Exercise details: Below this line is a set of entries; quote exactly the lines from the line that contains "Target: tiled shower wall" to the line that contains "x=495, y=155", both lines included.

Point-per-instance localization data
* * * * * * *

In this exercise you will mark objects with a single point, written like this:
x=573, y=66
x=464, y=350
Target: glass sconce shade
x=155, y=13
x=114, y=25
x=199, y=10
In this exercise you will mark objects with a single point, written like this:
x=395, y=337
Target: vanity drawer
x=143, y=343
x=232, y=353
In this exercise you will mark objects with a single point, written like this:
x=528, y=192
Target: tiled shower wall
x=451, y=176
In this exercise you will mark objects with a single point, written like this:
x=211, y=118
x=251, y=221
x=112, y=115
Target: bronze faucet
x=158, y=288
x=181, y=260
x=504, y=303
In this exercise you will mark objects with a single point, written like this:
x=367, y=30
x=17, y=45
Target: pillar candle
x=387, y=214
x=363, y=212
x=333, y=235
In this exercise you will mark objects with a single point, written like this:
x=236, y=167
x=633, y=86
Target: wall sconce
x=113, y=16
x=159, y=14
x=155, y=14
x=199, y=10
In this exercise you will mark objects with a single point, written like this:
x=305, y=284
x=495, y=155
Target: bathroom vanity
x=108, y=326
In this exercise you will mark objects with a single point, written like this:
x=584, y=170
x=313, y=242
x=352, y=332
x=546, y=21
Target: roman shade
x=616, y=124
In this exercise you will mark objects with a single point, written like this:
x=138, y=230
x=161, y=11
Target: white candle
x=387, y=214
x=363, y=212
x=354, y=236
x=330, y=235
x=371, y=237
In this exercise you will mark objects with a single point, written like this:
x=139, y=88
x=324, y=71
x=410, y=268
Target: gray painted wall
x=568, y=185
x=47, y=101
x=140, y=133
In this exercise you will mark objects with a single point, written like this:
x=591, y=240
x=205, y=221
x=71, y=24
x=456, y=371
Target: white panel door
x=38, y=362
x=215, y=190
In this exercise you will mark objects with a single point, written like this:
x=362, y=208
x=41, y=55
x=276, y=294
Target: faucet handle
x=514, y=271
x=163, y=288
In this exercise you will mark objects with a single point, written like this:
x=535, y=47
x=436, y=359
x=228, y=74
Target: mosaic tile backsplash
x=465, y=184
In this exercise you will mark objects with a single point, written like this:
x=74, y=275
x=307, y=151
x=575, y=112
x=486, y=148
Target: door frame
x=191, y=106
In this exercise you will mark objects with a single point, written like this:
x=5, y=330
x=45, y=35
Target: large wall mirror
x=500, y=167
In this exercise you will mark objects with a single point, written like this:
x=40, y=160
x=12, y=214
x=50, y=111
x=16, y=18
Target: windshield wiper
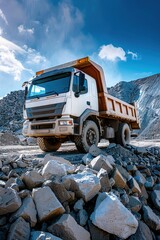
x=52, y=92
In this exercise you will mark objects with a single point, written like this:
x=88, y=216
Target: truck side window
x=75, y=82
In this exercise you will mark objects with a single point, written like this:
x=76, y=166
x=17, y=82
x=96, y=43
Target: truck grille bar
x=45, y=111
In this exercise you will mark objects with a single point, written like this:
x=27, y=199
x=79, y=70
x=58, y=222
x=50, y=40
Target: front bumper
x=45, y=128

* * * * * * *

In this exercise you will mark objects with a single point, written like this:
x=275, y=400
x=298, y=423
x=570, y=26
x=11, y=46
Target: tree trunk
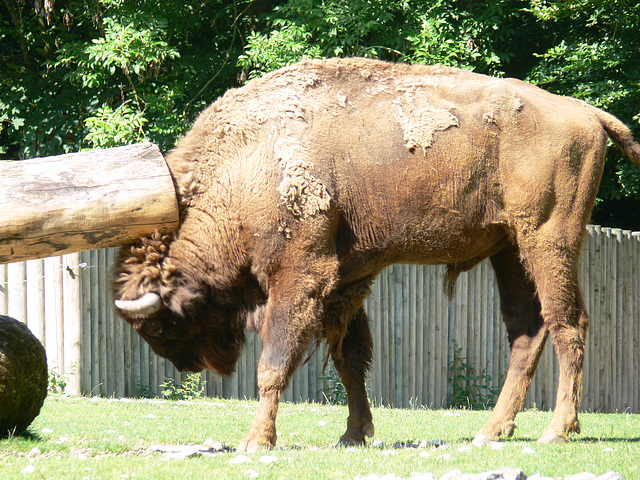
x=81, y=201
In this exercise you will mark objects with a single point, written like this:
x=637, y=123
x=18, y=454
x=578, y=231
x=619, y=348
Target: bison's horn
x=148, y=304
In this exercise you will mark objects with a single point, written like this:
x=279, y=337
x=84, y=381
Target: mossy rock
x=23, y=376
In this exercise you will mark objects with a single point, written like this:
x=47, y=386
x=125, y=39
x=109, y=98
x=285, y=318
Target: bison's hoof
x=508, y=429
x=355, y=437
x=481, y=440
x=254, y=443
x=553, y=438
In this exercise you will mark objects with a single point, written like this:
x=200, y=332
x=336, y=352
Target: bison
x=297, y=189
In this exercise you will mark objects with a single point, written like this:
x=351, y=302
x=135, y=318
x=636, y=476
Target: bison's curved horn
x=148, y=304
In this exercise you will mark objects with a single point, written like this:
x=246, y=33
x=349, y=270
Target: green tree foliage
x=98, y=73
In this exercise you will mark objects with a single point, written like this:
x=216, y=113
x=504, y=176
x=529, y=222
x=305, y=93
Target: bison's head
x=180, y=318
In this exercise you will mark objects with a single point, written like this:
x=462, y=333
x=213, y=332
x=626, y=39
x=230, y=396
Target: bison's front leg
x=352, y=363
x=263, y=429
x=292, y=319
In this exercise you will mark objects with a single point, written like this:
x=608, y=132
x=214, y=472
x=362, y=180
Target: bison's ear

* * * * * * *

Written solution:
Target: tiled shower wall
x=451, y=176
In this exercise you will mark objects with a single point, written like this:
x=211, y=118
x=251, y=221
x=112, y=115
Target: bronze faucet
x=158, y=288
x=181, y=260
x=504, y=303
In this exercise you will mark objects with a single point, written like this:
x=367, y=30
x=17, y=45
Target: pillar candle
x=387, y=214
x=363, y=212
x=333, y=235
In this exercise you will mark objects with a single point, written like this:
x=236, y=167
x=633, y=86
Target: wall sconce
x=113, y=16
x=159, y=14
x=155, y=14
x=199, y=10
In this exercise you will mark objects with a single point, written like this:
x=305, y=284
x=495, y=155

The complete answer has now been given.